Location annotation dataset excerpts

───

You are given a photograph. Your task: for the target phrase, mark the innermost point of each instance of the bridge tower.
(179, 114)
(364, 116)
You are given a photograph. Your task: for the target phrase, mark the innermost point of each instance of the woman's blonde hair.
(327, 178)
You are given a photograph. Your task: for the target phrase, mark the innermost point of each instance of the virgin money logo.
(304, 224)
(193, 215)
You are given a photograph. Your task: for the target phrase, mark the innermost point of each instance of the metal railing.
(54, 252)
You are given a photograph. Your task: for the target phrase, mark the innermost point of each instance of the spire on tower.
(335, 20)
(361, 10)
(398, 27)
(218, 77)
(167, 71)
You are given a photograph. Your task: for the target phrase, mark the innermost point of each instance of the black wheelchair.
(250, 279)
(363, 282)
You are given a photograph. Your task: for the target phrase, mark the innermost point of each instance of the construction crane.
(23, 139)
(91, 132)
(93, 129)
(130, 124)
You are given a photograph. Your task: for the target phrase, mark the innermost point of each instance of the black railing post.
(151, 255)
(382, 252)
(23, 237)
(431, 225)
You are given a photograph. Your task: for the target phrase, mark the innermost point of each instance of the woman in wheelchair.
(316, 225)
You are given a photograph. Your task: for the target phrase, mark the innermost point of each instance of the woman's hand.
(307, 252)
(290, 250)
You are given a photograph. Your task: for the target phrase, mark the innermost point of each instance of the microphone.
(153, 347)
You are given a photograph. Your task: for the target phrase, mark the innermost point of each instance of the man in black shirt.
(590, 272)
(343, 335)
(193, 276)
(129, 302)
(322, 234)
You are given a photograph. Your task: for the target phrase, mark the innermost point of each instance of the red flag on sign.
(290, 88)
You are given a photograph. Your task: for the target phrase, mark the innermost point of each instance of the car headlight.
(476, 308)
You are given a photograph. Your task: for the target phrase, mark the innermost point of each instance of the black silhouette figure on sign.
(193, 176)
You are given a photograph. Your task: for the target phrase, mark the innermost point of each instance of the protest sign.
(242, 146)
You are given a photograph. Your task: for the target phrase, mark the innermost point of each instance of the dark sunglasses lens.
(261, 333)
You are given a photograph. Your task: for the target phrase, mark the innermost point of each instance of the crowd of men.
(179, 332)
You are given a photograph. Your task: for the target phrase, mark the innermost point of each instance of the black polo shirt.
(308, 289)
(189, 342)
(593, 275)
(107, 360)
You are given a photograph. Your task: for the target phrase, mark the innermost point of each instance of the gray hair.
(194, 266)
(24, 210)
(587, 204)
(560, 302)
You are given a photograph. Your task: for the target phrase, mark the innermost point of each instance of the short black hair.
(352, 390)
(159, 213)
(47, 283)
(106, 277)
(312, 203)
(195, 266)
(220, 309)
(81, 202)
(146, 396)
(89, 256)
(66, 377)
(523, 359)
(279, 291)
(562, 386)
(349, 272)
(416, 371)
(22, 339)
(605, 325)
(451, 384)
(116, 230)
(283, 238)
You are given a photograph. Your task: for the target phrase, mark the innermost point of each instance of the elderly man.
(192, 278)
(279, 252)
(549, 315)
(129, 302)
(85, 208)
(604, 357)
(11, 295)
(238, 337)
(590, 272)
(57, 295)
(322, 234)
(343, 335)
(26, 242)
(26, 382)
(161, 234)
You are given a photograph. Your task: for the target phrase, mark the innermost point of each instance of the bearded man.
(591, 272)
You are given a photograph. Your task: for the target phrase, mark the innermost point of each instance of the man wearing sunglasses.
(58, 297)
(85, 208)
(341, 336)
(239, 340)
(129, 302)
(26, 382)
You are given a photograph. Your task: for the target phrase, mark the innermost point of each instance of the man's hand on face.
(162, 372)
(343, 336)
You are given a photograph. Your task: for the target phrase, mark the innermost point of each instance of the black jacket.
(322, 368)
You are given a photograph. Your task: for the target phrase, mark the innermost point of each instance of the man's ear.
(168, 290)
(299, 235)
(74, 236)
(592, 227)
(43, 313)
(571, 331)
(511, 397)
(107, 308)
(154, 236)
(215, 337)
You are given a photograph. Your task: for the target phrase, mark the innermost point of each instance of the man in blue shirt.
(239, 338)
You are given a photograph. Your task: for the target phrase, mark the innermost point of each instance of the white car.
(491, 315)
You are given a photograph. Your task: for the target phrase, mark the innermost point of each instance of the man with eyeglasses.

───

- _SET EXERCISE_:
Above are some records. Print them all exactly.

- _WRITTEN RESPONSE_:
You are given a photograph. Your task: for the target phrase, mark the innermost point of each instance of the bridge tower.
(179, 114)
(364, 116)
You are given a photograph. Your task: for the target phrase, mark the innermost point of each instance of the woman's blonde hair.
(327, 178)
You are given a photograph. Your task: for the target phrase, mark the innermost point of each instance of the virgin money logo.
(304, 224)
(193, 215)
You are given a photograph. Your task: for the target phrase, mark the innermost point of each instance of the metal railing.
(54, 252)
You are given a photograph. Your task: for the target phrase, mark the innermost point of each instance of the spire on tower.
(335, 20)
(361, 10)
(398, 27)
(218, 77)
(167, 71)
You are given a photograph. Your task: for the target phrase, mark the innermost point of each instance of the black wheelchair.
(250, 279)
(363, 282)
You are given a photograph. Your task: for the target phrase, mark the innermost point of each instance of the construction crane.
(23, 139)
(91, 132)
(93, 129)
(130, 124)
You are given a photograph. Your task: for the target phrase, mark the innermost point of each instance of the black railing post.
(151, 255)
(382, 252)
(23, 237)
(431, 225)
You are given a photograph. Your task: for the target phrase, mark the innermost point of each instance of the woman in wheelchair.
(316, 225)
You are given a photograph. Your task: for the target phrase, mark the innermost point of each instance of the woman's hand.
(307, 252)
(290, 250)
You are given a photograph. Your task: for the target phrase, mark the innermost point of each instance of the microphone.
(153, 347)
You are given a photograph. Your task: for the target phrase, mark the innermost point of each instance of the man in black shirt.
(590, 272)
(343, 335)
(193, 276)
(129, 302)
(322, 234)
You are given a photograph. Your task: for the target phrase, mark the innermost point of each instance of the red flag on sign.
(290, 88)
You are given a photograph. Your task: for the target phrase, mark the innermost point of each instance of the car headlight.
(476, 308)
You are given a photograph. Your task: for the target phrase, mark the innermost point of each instance of the black silhouette figure on sign.
(193, 176)
You are given a photograph. Your task: for the target phrase, mark the innermost point of each instance of the protest sign.
(242, 146)
You are given a photograph. Your task: for the target phrase, mark the innermost point of each instance of the dark sunglasses lens.
(261, 333)
You are given a photograph. Your task: for the target phrase, mark the innermost point of each instance of the crowd of men.
(179, 332)
You are given a photograph. Your task: for the target phrase, mark the innermost point of each instance of the black polo shirt.
(308, 289)
(189, 342)
(593, 275)
(107, 360)
You are given a photograph. Your task: for the target phrase, mark the innermost point of each instance of the gray hair.
(194, 266)
(24, 210)
(587, 204)
(560, 302)
You are given a photograph. Your task: for the target phrase, mark the innermost point of each instance of the short black hair.
(352, 390)
(159, 213)
(47, 283)
(106, 277)
(312, 203)
(195, 266)
(220, 309)
(81, 202)
(146, 396)
(89, 256)
(66, 377)
(523, 359)
(279, 291)
(562, 386)
(349, 272)
(416, 371)
(22, 339)
(605, 325)
(451, 384)
(116, 230)
(283, 238)
You are given a photograph. Your task: for the target phrase, mark the innermost point of each instance of the elderly man.
(192, 278)
(279, 252)
(549, 315)
(129, 302)
(85, 208)
(604, 357)
(11, 295)
(238, 337)
(590, 272)
(57, 295)
(322, 234)
(343, 335)
(26, 242)
(26, 382)
(161, 234)
You are given a photograph. Your task: for the target phrase, mark the innermost point of each instance of the bearded man.
(591, 272)
You are given a photograph. Your task: for the target phrase, mark the innermost point of each instance of the man wearing sunglasses.
(58, 297)
(85, 208)
(341, 336)
(239, 340)
(129, 302)
(26, 382)
You are given a photograph. Your task: for the target phrase, mark the innermost point of each instance of the man's hand on face.
(162, 372)
(343, 336)
You are given a photograph. Your task: for the target phrase, mark the innermost point of each instance of the black jacket.
(322, 368)
You are given a photograph. Your task: for the target phrase, mark the innermost point of each instance of the man's ear.
(168, 290)
(299, 235)
(74, 236)
(592, 227)
(43, 313)
(571, 331)
(511, 397)
(107, 308)
(154, 236)
(215, 337)
You are given a photograph. Your task: for the target phrase, mark the innermost point of each instance of the man in blue shirt.
(239, 338)
You are given a photograph. Your task: for the target phrase, mark the innermost point of each instance of the white car.
(491, 315)
You are given a photograph. Your task: for the target phrase, mark the innermost point of each instance of the man with eyeglasses.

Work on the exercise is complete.